Exercise goal – From the court order excerpt below, extract the passage between "ORDER GRANTING IN" and "P.A., for plaintiff.", inclusive, copying it word for word.

Text segment –
▼
WISCONSIN ENERGY CORPORATION,
a Wisconsin corporation,
Defendant.
Case No. 07-CV-3521 (PJS/RLE)
ORDER GRANTING IN PART AND
DENYING IN PART DEFENDANT’S
MOTION TO DISMISS
Stuart T. Williams, Bruce C. Recher, and Wesley T. Graham, HENSON &
EFRON, P.A., for plaintiff.
Richard B. Allyn and Daniel W. Berglund, ROBINS KAPLAN MILLER &
CIRESI, L.L.P.; and R. Ryan Stoll, SKADDEN, ARPS, SLATE, MEAGHER &
FLOM L.L.P., for defendant.
This matter is before the Court on the motion of defendant Wisconsin Energy
Corporation (“WEC”) to dismiss Counts I, II, and III of the complaint of plaintiff Pentair, Inc.
▲
Stored data –
▼
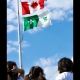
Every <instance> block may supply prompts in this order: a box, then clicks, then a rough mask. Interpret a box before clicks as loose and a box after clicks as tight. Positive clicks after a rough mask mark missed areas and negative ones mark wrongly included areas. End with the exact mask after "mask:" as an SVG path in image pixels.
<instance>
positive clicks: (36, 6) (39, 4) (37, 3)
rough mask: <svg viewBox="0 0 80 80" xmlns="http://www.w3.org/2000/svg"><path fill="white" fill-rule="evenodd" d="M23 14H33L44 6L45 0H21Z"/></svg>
mask: <svg viewBox="0 0 80 80" xmlns="http://www.w3.org/2000/svg"><path fill="white" fill-rule="evenodd" d="M21 7H22V15H26V14H31V13H33V12H35V11H37V10H40V9H43V8H44V0H38V1H32V2H31V3H28V2H27V1H25V2H21Z"/></svg>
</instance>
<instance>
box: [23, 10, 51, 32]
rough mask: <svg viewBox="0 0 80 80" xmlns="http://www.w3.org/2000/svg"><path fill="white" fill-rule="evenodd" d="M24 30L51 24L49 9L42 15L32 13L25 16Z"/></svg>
mask: <svg viewBox="0 0 80 80" xmlns="http://www.w3.org/2000/svg"><path fill="white" fill-rule="evenodd" d="M23 20H24V31H26V30H28V29H33V28H34V27H45V26H48V25H50V24H51V21H50V17H49V11H48V10H46V11H44V12H43V13H41V14H40V15H32V16H25V17H23Z"/></svg>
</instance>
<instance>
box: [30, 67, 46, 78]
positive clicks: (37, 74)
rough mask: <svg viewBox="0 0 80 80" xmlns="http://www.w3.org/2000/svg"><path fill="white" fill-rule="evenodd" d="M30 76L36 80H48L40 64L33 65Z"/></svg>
mask: <svg viewBox="0 0 80 80" xmlns="http://www.w3.org/2000/svg"><path fill="white" fill-rule="evenodd" d="M29 77H30V78H31V79H35V80H46V78H45V76H44V71H43V69H42V68H41V67H39V66H32V67H31V69H30V72H29Z"/></svg>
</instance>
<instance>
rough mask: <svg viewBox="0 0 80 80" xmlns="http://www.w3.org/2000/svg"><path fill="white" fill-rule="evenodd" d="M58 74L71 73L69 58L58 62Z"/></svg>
mask: <svg viewBox="0 0 80 80" xmlns="http://www.w3.org/2000/svg"><path fill="white" fill-rule="evenodd" d="M58 72H59V73H62V72H73V62H72V60H71V59H69V58H66V57H64V58H61V59H60V60H59V62H58Z"/></svg>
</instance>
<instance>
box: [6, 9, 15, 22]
mask: <svg viewBox="0 0 80 80" xmlns="http://www.w3.org/2000/svg"><path fill="white" fill-rule="evenodd" d="M15 18H16V14H15V12H14V11H13V9H11V8H7V21H9V22H13V21H14V19H15Z"/></svg>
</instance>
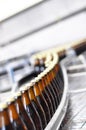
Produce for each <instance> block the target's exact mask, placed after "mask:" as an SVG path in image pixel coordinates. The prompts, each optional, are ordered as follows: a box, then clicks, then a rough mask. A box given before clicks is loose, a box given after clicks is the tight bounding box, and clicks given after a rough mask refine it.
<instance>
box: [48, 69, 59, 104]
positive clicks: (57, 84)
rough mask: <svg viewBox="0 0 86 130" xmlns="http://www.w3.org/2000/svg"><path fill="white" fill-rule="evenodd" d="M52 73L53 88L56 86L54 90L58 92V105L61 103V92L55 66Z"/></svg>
mask: <svg viewBox="0 0 86 130" xmlns="http://www.w3.org/2000/svg"><path fill="white" fill-rule="evenodd" d="M50 73H51V76H52V81H53V88H54V91H55V92H56V95H57V100H58V105H59V103H60V93H59V88H58V84H57V83H56V74H55V73H54V68H53V69H52V70H51V72H50Z"/></svg>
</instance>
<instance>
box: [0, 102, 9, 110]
mask: <svg viewBox="0 0 86 130" xmlns="http://www.w3.org/2000/svg"><path fill="white" fill-rule="evenodd" d="M5 108H7V103H6V102H1V103H0V111H3V110H4V109H5Z"/></svg>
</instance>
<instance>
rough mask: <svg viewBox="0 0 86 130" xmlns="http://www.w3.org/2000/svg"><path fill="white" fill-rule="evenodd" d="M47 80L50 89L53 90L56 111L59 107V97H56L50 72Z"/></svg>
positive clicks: (56, 95) (53, 96)
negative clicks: (55, 106)
mask: <svg viewBox="0 0 86 130" xmlns="http://www.w3.org/2000/svg"><path fill="white" fill-rule="evenodd" d="M47 80H48V83H49V87H50V89H51V92H52V95H53V97H54V100H55V106H56V109H57V106H58V101H57V95H56V92H55V91H54V87H53V82H52V78H51V75H50V72H48V73H47Z"/></svg>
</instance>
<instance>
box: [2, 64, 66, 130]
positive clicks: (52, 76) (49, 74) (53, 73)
mask: <svg viewBox="0 0 86 130" xmlns="http://www.w3.org/2000/svg"><path fill="white" fill-rule="evenodd" d="M62 76H63V75H62V72H61V68H60V66H59V64H58V63H53V65H52V64H51V65H49V67H47V68H45V70H44V71H43V72H42V73H40V74H39V75H38V76H37V77H36V78H35V79H33V80H32V81H31V82H29V83H28V84H26V85H24V86H22V87H21V88H20V90H18V92H15V93H14V94H13V95H11V96H10V98H9V99H7V100H6V101H5V102H4V103H0V130H44V129H45V127H46V126H47V124H48V123H49V121H50V120H51V118H52V117H53V115H54V113H55V111H56V109H57V108H58V105H59V103H60V101H61V98H62V92H63V88H64V82H63V77H62Z"/></svg>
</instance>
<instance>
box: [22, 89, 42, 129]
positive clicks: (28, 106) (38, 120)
mask: <svg viewBox="0 0 86 130" xmlns="http://www.w3.org/2000/svg"><path fill="white" fill-rule="evenodd" d="M22 102H23V105H24V108H25V110H26V112H27V114H28V115H29V116H30V117H31V118H32V120H33V122H34V124H35V127H36V130H42V124H41V121H40V117H39V115H37V112H36V111H35V109H34V108H33V106H32V104H31V101H30V99H29V96H28V91H27V90H24V91H22Z"/></svg>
▲
Result of the exercise –
ORDER GRANTING IN PART AND
DENYING IN PART DEFENDANT’S
MOTION TO DISMISS
Stuart T. Williams, Bruce C. Recher, and Wesley T. Graham, HENSON &
EFRON, P.A., for plaintiff.